• REQUIREMENT 1: In the Synergys post, what antibody-linked biological payload system has the company established?
• REQUIREMENT 2: Please transcribe the part of the Synergys post that opens with the words containing "Rathin Das, Founder" and closes with "at http://www.bio2devicegroup.org event.".

Posts Tagged Triple negative breast cancer

Anti-angiogenic/ Anti-Vasculogenic Therapy for Triple Negative Breast & other Cancers


Rathin Das, Founder and CEO of Synergys Biotherapeutics talked about antibody fusion therapy for cancer treatment at http://www.bio2devicegroup.org event.

Synergys is a preclinical stage biotherapeutics company, developing polyfunctional antibody drugs.  It has established an antibody-linked biological payload system called Antibody-Targeted Anti-vasculogenic Payload (A-TAP). The Company’s most advanced product candidate generated from this system is Anti-EGFR-TAP that is being developed as a new generation anti-angiogenic/anti-vasculogenic biotherapeutic for Triple Negative Breast Cancer (TNBC) and other EGFR+ malignancies.

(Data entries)
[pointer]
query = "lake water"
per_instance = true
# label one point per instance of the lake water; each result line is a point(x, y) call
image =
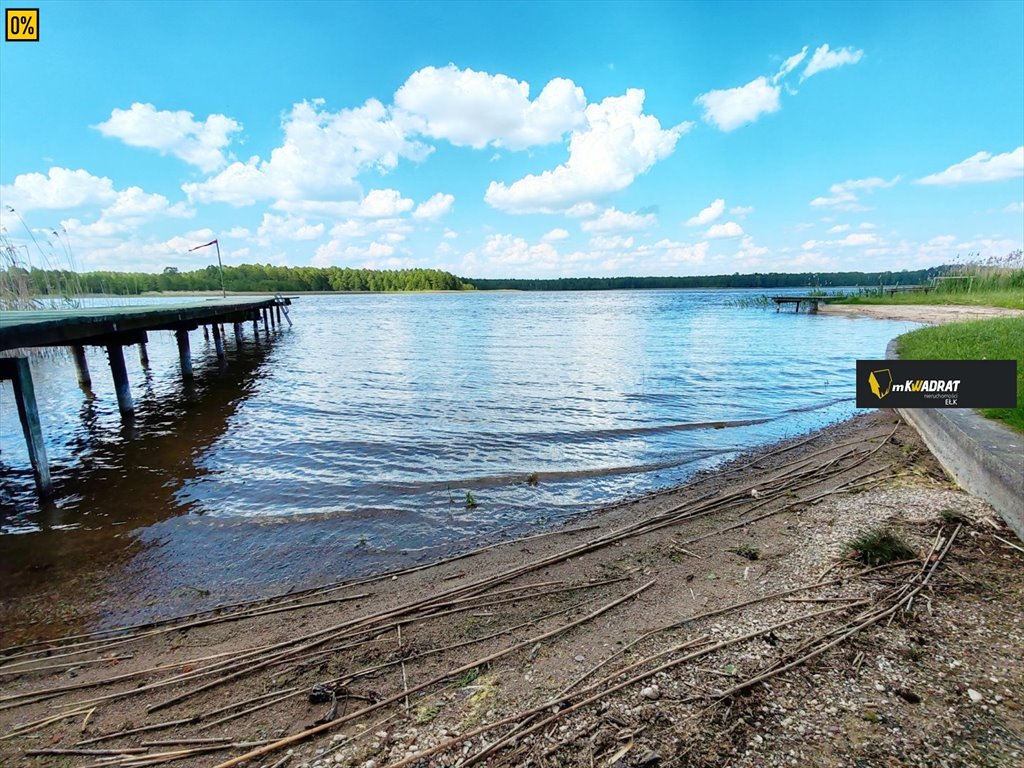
point(350, 441)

• EXERCISE ANSWER 1: Antibody-Targeted Anti-vasculogenic Payload (A-TAP).

• EXERCISE ANSWER 2:
Rathin Das, Founder and CEO of Synergys Biotherapeutics talked about antibody fusion therapy for cancer treatment at http://www.bio2devicegroup.org event.